I really didn’t mean it the way it sounded.
My near daily call with my friend, George, does not have a set time, though it usually takes place in the 5 to 9 p.m. window . Such was the case last Sunday when George called while I was busy making turnip and sorrel soup in the kitchen. I put the phone on speaker for our conversation and set it out on the counter, allowing me two free hands to work.
About the turnip based soup: It was occasioned by my having accidentally pulled up several turnips while weeding to plant the last rows of the year. I noticed that the sorrel, two beds away, was in need of cutting back. It was the garden itself that dictated the ingredients, while the advent of cooler weather suggested that a hearty soup was just the way to take advantage of them.
This, for me, has indeed been the summer of the turnip. It’s really the first time I’ve enjoyed this vegetable. I started growing the sweeter smaller Japanese white turnip varieties four or five years ago, but generally focused on selling rather than eating them. Having been introduced to turnips through the strong, bitter taste of the traditional purple topped variety, I mistrusted any vegetable named turnip. But this spring my friend Steve chastised me for failing to take advantage of growing a vegetable he swore was both nutritious and delicious, and I vowed to make an effort to appreciate it.
Thanks to other friends, the effort worked. Tom explained to me that these turnips were called salad turnips, and when picked at radish size were excellent sliced raw as a sweeter, slightly less sharp version of the radish. I developed a strong taste for those eruptions of flavor. Éric made turnip and sorrel soup, a recipe he adapted from a parsnip and sorrel soup he had long been fond of. It turned out that the simple combination of sauteed onions and turnips and wilted sorrel leaves, blended with broth (see recipe below), is both filling and sprightly, waking up all those little taste buds on your tongue.
Inspired by the pleasures my friends introduced me to, I started experimenting on my own. While I really liked Madhur Jaffrey’s turnip and tomato dish, the turnip use I liked best turned out to be one I figured out myself. Cutting fairly large turnips into julienne strips on the mandolin, I used them for quick stir fries. They blended well with Chinese spices, and the firmness and slight crunchiness they retained in stir frying made them a great substitute for water chestnuts. I combined them with shrimp and other vegetables (see sample recipe below) for a great 25 minute meal. The turnip has now been fully integrated into my diet.
So there I was last Sunday chatting with George, who asked what noise he was hearing in the background. “Peeling turnips,” I said. And we chatted on for a while, with him occasionally making snarky little comments like “You do sound busy” and, when I switched to slicing the turnips and my work noises changed, “What are you doing now?” As I was winding up this stage of the prep, thinking he was impatient about my multitasking, I said “I’m on my last turnip, George.” There was something so world weary in my voice that he thought I meant I was at the end of my rope, and said “Poor you, how come?” And then he asked me if that was really an expression.

Jobs:
**1.** Translate the sentence "This, for me, has indeed been the summer of the turnip." from the turnip essay into Spanish.
**2.** Swap "snarky" for "sarcastic" and write out the part of the turnip essay starting at "So there I was" and ending at "really an expression.".
The data has no role in any of this.

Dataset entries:
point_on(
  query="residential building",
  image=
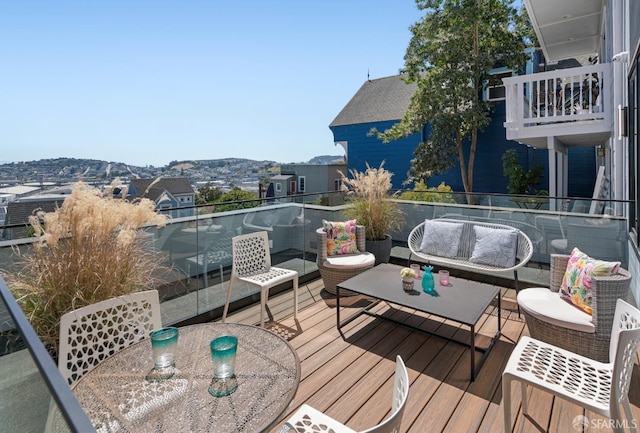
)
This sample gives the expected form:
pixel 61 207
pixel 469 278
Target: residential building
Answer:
pixel 307 179
pixel 380 103
pixel 166 192
pixel 605 117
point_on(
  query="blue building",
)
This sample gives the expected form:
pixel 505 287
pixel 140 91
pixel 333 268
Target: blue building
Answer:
pixel 380 103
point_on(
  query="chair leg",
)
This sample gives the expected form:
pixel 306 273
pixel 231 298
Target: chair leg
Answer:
pixel 264 294
pixel 506 402
pixel 525 399
pixel 629 420
pixel 226 305
pixel 295 299
pixel 515 276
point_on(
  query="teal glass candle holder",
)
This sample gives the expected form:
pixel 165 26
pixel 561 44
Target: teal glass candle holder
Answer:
pixel 164 344
pixel 223 355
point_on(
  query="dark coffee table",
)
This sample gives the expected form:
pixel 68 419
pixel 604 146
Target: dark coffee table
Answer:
pixel 462 301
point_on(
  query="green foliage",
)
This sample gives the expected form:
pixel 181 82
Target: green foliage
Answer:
pixel 420 192
pixel 520 182
pixel 451 51
pixel 208 194
pixel 237 195
pixel 370 205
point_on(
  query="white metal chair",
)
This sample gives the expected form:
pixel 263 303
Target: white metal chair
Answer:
pixel 90 334
pixel 597 386
pixel 252 265
pixel 310 420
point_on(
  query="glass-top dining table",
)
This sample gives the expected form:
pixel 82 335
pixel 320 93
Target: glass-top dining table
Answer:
pixel 116 396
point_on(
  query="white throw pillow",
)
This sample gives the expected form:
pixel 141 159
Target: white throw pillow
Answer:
pixel 496 247
pixel 441 238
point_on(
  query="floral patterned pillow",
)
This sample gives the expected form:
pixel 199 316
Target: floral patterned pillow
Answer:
pixel 577 285
pixel 341 237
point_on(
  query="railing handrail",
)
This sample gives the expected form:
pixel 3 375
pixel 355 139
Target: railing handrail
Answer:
pixel 559 73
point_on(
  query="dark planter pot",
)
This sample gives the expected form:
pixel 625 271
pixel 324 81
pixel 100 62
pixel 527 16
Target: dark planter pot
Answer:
pixel 380 248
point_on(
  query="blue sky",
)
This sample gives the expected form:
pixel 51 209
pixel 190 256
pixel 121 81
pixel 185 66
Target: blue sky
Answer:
pixel 149 82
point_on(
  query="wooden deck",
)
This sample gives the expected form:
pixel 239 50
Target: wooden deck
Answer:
pixel 351 378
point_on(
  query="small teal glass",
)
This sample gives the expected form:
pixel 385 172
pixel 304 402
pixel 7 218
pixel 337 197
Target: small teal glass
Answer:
pixel 223 355
pixel 164 343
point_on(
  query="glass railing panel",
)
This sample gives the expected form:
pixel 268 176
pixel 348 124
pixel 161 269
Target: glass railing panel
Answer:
pixel 195 285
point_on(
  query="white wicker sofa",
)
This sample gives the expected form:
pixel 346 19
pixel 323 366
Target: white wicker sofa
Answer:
pixel 463 257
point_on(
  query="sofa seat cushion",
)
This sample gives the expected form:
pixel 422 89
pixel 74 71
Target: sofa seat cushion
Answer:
pixel 548 306
pixel 350 261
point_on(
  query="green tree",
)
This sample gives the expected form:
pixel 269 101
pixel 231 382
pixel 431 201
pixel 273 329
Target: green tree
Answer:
pixel 208 193
pixel 450 54
pixel 441 193
pixel 520 182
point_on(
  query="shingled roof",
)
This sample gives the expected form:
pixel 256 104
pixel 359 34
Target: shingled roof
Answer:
pixel 377 100
pixel 153 188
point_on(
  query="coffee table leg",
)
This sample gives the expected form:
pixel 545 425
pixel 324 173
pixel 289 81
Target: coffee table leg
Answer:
pixel 472 352
pixel 338 307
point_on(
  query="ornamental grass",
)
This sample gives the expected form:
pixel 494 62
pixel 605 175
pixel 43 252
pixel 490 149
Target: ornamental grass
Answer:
pixel 88 250
pixel 370 204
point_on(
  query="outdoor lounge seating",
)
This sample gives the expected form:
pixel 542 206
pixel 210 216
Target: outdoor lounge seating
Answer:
pixel 252 265
pixel 336 269
pixel 596 386
pixel 457 244
pixel 310 420
pixel 90 334
pixel 534 233
pixel 553 320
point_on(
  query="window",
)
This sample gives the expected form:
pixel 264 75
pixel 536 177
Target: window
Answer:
pixel 498 92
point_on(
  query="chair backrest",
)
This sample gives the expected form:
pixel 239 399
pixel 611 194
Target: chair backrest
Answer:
pixel 90 334
pixel 623 347
pixel 251 254
pixel 400 393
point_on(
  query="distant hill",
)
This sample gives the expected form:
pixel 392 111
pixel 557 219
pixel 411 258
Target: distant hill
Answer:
pixel 326 159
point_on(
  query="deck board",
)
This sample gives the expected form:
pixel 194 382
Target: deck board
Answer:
pixel 350 376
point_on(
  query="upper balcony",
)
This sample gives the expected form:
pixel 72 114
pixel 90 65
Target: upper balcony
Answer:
pixel 575 106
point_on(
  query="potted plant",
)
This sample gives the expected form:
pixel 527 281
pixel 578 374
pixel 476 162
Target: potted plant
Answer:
pixel 371 207
pixel 88 250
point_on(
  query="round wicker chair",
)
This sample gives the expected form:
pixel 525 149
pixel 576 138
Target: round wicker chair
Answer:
pixel 336 269
pixel 587 336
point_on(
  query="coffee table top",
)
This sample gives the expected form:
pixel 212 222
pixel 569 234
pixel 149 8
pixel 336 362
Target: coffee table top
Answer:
pixel 462 300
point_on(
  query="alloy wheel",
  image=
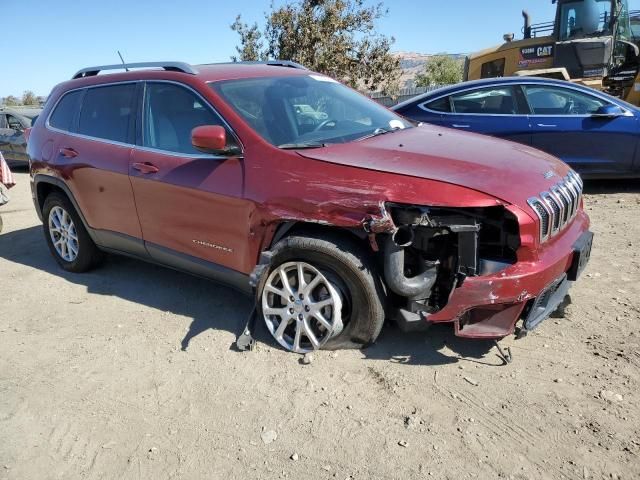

Answer set:
**1.** Esto, para mí, ha sido sin duda el verano del nabo.

**2.**
So there I was last Sunday chatting with George, who asked what noise he was hearing in the background. “Peeling turnips,” I said. And we chatted on for a while, with him occasionally making sarcastic little comments like “You do sound busy” and, when I switched to slicing the turnips and my work noises changed, “What are you doing now?” As I was winding up this stage of the prep, thinking he was impatient about my multitasking, I said “I’m on my last turnip, George.” There was something so world weary in my voice that he thought I meant I was at the end of my rope, and said “Poor you, how come?” And then he asked me if that was really an expression.